* [Extrait]:
···

4.3L’État partie affirme que tous les griefs tirés du Pacte ne sont pas suffisamment étayés et relèvent de l’hypothèse, puisque, entre temps, les auteurs sont volontairement retournés au Nigéria. Aucun acte de sa part ne pourrait donc être à l’origine des violations alléguées. De surcroît, les auteurs n’ont pas précisé lequel de ses actes constituait une violation de l’article 2 (par. 1) du Pacte. Qui plus est, toute allégation concernant une éventuelle violation future de l’article 23 (par. 1) du Pacte est irrecevable ratione materiae.

4.4L’État partie affirme en outre que les griefs sont infondés. Concernant le grief tiré de l’article 7 du Pacte, il soutient que le retour volontaire des auteurs au Nigéria signifie qu’aucun de ses actes ne saurait constituer une violation. En outre, les auteurs n’ont pas prouvé que l’obligation de non‑refoulement s’appliquait dans leur cas. Toutes leurs allégations relatives à l’article 7 ont été examinées par des autorités nationales, qui ont jugé qu’ils ne couraient pas un risque réel de subir un préjudice irréparable au Nigéria et que leurs griefs n’étaient ni crédibles ni étayés par les informations relatives au pays. Plus précisément, le représentant du Ministre a relevé que B. O. M. avait déclaré que son premier mari avait cherché à revenir dans le village où vivait sa famille qui l’avait empoisonné, ce qui semblait invraisemblable, qu’elle n’avait pas pu expliquer comment elle avait pu poursuivre ses activités commerciales pendant les années au cours desquelles elle aurait été prise pour cible et qu’elle avait affirmé qu’Ahli-Sunnah avait arrêté d’essayer de s’en prendre à elle, puis avait recommencé sans raison apparente, ce qui semblait peu plausible. Il était également peu plausible qu’elle ait réellement craint pour sa vie au Nigéria, étant donné qu’elle y était toujours revenue après être partie à l’étranger plusieurs fois pour des vacances. Enfin, elle a prétendu qu’Ahli‑Sunnah avait des contacts dans tout le pays et que le mouvement l’avait surveillée pendant dix ans, avant d’affirmer qu’il ne s’en prendrait pas à sa famille au Nigéria.

4.5L’État partie fait observer que le Tribunal de contrôle des décisions concernant les réfugiés a conclu que les problèmes de santé mentale des auteurs n’expliquaient pas le manque de crédibilité de leurs déclarations, les arguments qu’ils avaient présentés pour justifier leurs actes contrastant avec les craintes qu’ils affirmaient avoir. La maison des auteurs avait certes été endommagée par un incendie en 2013, mais rien dans le rapport de police n’indiquait qu’elle avait été attaquée à la bombe, et les auteurs n’avaient pas su expliquer pourquoi ils s’étaient rendus sur le lieu de l’attaque. Qui plus est, ils avaient transité par le Royaume‑Uni de Grande-Bretagne et d’Irlande du Nord, sans toutefois y demander de protection. Le Tribunal de circuit fédéral a rejeté l’appel au motif que le Tribunal de contrôle n’avait commis aucune erreur de compétence.

···

* [Consigne 1]:
Répondez à ces questions d'après l'extrait :
(a) Dans quel pays les auteurs sont-ils retournés de leur plein gré ?
(b) En quelle année la maison des auteurs a-t-elle été endommagée par un incendie ?
(c) Par quel pays les auteurs sont-ils passés sans y demander de protection ?

[Entrées d'annotation de contours]
···

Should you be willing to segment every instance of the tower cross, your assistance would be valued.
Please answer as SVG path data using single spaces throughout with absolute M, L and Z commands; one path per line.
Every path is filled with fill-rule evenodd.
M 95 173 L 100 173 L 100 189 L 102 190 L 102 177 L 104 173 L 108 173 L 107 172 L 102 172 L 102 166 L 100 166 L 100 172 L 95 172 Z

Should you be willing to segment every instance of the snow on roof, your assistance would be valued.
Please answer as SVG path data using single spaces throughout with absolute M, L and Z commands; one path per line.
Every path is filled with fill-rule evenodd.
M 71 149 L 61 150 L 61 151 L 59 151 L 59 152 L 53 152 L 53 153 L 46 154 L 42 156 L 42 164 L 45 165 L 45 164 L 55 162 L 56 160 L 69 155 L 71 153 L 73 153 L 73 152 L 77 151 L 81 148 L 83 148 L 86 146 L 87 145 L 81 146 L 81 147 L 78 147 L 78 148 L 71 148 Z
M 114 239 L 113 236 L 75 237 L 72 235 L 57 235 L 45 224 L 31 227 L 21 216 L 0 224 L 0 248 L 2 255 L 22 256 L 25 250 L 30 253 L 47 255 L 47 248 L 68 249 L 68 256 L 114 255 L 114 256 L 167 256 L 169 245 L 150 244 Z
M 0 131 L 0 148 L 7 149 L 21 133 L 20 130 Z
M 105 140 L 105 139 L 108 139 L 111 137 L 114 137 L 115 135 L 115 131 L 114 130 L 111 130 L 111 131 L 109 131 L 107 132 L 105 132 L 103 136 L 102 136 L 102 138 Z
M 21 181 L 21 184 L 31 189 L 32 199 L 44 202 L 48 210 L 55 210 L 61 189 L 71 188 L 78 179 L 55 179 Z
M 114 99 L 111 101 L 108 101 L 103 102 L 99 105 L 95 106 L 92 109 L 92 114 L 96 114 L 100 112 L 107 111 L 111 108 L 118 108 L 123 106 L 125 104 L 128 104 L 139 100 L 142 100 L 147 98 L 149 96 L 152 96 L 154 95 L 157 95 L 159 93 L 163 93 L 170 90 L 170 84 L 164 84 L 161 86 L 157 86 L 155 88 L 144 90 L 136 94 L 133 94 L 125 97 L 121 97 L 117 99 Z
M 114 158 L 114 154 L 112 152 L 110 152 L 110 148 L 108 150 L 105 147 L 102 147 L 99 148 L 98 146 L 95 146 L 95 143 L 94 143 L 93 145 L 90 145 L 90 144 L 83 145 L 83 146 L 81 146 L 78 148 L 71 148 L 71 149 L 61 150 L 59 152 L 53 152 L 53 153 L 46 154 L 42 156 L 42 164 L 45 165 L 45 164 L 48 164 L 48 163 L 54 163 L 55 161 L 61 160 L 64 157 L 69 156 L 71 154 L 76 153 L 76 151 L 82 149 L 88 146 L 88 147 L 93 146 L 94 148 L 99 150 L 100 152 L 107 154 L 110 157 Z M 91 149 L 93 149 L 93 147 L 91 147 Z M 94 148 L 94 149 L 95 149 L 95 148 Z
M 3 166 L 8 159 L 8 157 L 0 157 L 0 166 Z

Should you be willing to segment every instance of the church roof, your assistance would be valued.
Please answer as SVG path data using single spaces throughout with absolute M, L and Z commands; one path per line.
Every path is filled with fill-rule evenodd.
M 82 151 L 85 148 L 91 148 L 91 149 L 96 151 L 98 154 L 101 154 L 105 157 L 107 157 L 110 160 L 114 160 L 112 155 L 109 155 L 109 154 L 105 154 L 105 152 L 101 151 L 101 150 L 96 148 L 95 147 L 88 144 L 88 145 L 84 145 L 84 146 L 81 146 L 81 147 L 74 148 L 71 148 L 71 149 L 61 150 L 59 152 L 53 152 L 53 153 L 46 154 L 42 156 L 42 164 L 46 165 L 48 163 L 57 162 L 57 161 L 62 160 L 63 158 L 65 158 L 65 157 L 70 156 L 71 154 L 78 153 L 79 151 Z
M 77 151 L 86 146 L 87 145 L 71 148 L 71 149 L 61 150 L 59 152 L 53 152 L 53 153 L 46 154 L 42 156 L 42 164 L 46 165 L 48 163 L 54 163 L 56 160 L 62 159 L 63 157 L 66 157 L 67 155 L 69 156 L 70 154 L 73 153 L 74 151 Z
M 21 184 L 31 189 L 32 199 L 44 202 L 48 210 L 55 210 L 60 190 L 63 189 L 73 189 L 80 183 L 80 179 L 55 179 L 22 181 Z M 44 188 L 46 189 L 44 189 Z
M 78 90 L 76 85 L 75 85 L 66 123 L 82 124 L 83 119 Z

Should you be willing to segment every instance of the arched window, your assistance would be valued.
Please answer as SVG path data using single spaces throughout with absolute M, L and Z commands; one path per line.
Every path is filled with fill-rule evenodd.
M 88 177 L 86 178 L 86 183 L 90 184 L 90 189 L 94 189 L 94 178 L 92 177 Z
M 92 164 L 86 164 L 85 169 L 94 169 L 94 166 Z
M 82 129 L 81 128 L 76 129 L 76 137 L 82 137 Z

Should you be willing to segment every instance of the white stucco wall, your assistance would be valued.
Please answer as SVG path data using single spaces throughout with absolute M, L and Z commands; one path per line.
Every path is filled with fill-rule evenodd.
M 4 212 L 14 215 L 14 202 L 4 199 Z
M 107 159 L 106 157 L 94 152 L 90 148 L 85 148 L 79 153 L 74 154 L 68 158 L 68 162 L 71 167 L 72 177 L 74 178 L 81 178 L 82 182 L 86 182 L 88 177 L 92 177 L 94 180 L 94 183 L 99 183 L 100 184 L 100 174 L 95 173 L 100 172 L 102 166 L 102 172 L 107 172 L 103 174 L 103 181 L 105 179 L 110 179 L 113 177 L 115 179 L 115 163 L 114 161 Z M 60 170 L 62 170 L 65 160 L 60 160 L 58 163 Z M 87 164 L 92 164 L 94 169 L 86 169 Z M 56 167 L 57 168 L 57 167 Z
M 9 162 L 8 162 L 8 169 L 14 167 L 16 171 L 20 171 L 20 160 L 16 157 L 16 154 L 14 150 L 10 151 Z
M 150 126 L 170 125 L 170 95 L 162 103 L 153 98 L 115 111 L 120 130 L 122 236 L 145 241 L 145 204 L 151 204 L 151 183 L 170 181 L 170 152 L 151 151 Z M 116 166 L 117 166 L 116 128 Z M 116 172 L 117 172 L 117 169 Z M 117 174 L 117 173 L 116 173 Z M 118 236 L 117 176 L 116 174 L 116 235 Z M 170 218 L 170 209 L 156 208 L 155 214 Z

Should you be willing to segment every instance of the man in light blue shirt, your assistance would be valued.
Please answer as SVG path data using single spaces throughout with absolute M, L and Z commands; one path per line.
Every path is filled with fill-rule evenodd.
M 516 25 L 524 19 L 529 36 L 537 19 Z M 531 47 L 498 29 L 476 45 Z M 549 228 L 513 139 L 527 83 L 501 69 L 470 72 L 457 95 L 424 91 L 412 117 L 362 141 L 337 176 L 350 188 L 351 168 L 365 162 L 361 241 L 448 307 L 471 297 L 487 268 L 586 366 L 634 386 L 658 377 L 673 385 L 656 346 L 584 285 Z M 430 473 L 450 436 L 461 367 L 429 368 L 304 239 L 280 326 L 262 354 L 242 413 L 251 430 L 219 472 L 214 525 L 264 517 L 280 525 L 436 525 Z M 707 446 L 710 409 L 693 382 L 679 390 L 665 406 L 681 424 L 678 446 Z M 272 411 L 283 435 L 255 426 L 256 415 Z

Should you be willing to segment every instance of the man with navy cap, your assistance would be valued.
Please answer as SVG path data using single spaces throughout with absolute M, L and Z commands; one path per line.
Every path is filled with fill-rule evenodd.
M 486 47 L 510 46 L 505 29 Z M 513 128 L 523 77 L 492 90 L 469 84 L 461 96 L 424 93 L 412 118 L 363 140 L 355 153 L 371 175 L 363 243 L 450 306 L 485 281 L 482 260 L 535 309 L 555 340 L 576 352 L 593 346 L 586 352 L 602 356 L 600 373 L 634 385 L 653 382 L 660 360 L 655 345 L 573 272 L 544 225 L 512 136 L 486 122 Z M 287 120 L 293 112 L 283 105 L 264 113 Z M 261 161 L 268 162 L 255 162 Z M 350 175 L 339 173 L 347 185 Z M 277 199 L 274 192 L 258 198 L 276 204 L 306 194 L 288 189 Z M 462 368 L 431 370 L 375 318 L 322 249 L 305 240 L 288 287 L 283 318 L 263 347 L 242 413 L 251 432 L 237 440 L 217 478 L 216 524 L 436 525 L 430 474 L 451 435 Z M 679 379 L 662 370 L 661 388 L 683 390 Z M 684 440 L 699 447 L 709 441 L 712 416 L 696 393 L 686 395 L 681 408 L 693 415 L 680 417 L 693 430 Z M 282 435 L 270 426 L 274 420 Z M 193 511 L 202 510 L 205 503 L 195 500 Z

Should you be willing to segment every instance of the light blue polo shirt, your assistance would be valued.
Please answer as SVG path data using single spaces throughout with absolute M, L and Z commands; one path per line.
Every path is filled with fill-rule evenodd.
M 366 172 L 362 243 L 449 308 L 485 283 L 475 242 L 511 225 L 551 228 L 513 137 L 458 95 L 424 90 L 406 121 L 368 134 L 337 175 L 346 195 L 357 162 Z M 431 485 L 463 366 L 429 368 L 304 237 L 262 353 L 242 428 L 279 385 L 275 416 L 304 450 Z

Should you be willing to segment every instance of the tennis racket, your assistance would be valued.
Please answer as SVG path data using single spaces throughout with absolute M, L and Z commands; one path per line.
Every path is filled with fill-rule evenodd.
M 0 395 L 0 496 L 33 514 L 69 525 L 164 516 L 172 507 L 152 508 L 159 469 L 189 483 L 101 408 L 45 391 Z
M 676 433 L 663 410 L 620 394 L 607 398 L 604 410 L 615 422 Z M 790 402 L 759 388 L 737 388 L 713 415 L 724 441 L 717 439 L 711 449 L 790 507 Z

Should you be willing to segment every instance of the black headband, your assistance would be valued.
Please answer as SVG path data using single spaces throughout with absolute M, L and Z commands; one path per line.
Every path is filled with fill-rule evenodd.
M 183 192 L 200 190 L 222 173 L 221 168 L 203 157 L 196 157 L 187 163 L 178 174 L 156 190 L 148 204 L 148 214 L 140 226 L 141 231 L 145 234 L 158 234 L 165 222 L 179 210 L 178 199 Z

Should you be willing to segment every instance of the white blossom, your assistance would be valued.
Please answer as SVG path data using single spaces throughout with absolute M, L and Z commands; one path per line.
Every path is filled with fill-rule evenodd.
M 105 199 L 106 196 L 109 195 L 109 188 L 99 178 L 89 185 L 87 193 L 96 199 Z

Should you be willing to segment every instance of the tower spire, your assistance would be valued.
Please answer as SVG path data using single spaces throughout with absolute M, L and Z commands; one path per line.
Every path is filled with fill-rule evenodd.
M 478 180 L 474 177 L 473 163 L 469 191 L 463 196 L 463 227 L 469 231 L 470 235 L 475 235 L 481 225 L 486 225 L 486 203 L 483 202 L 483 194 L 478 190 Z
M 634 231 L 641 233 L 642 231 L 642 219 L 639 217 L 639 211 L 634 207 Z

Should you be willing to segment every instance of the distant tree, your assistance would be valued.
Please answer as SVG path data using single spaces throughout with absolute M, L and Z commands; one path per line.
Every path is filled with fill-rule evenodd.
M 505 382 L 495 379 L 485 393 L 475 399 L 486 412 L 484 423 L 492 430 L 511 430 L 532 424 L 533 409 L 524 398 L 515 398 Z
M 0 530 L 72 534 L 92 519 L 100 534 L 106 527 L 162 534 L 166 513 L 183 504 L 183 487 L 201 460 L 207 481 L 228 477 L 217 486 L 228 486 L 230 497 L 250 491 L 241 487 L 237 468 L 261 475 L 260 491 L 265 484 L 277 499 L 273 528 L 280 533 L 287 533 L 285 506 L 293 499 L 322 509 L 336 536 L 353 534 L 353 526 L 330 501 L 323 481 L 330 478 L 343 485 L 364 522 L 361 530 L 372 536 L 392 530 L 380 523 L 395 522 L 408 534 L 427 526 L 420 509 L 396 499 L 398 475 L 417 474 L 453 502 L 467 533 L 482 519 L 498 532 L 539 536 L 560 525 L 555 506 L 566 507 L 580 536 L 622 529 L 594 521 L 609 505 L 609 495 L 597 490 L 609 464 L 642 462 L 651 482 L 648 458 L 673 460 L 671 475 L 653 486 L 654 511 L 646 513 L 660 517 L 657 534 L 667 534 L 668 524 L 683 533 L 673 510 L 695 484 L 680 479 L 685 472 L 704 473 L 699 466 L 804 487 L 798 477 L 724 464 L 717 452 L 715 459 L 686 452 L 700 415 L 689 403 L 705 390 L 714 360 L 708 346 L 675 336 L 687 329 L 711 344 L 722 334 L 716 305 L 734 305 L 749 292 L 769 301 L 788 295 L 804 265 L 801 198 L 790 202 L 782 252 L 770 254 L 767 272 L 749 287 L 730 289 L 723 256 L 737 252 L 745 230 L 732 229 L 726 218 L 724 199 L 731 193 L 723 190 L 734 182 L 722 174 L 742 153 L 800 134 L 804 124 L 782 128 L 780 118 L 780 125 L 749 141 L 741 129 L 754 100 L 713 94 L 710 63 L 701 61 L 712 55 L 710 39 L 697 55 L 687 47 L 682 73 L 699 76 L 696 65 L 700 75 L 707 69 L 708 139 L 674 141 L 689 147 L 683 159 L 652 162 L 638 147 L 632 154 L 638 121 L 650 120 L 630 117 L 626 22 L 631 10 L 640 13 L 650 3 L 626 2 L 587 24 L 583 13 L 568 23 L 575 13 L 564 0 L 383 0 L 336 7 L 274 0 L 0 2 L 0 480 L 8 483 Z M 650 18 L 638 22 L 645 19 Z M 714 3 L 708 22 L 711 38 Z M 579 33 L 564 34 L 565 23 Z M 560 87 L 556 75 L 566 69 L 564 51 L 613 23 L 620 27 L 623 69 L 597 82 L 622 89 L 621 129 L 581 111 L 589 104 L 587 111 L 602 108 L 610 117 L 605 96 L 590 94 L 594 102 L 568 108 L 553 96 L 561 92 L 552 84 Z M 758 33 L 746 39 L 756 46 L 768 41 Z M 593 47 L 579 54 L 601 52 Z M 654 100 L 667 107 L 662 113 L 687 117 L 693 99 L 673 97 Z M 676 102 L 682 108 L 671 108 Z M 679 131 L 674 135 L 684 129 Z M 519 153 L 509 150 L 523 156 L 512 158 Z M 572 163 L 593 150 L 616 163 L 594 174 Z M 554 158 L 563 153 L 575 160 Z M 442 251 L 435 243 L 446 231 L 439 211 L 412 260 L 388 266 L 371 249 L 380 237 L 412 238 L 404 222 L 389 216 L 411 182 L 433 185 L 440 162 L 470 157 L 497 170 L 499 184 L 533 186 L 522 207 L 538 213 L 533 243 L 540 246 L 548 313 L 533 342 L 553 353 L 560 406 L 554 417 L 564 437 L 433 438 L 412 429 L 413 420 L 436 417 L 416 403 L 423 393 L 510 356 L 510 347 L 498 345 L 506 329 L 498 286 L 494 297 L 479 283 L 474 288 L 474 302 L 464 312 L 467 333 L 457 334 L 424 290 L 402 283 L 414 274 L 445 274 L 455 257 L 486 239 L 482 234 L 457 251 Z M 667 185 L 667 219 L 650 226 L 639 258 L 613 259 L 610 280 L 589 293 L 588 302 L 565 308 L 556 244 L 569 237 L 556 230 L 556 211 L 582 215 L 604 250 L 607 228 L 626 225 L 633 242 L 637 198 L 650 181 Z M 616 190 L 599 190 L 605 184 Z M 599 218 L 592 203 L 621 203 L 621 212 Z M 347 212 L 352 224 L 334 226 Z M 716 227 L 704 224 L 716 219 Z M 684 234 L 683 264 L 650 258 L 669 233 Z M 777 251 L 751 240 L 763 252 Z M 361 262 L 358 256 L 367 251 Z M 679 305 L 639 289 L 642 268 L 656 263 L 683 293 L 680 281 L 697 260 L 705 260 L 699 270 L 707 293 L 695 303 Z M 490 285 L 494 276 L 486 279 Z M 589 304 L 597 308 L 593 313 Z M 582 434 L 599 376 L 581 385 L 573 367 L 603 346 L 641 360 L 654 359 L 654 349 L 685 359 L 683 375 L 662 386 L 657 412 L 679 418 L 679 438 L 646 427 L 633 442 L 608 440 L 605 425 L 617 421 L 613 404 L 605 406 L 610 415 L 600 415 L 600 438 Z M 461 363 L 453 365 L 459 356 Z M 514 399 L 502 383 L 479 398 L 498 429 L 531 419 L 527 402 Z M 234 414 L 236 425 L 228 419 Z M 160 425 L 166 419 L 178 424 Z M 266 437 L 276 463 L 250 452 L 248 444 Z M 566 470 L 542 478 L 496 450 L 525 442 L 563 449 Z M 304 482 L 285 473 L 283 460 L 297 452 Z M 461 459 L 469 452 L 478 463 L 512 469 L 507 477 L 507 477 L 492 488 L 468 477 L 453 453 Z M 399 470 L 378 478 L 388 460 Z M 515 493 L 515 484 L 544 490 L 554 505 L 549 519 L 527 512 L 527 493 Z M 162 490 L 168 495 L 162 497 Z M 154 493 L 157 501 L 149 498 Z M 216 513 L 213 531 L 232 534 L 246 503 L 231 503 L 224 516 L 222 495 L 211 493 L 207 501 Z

···

* [Consigne 2]:
Mettez dans un tableau Markdown les lignes de données qui commencent à celle contenant « blossom, your assistance would be valued. » et se terminent à celle contenant « M 105 199 L », ces deux lignes comprises. Utilisez les colonnes Numéro et Contenu, et laissez de côté les lignes vides.

* [Réponse 1]:
(a) Au Nigéria.
(b) En 2013.
(c) Par le Royaume‑Uni de Grande-Bretagne et d'Irlande du Nord.

* [Réponse 2]:
| Numéro | Contenu |
|---|---|
| 1 | Should you be willing to segment every instance of the white blossom, your assistance would be valued. |
| 2 | Please answer as SVG path data using single spaces throughout with absolute M, L and Z commands; one path per line. |
| 3 | Every path is filled with fill-rule evenodd. |
| 4 | M 105 199 L 106 196 L 109 195 L 109 188 L 99 178 L 89 185 L 87 193 L 96 199 Z |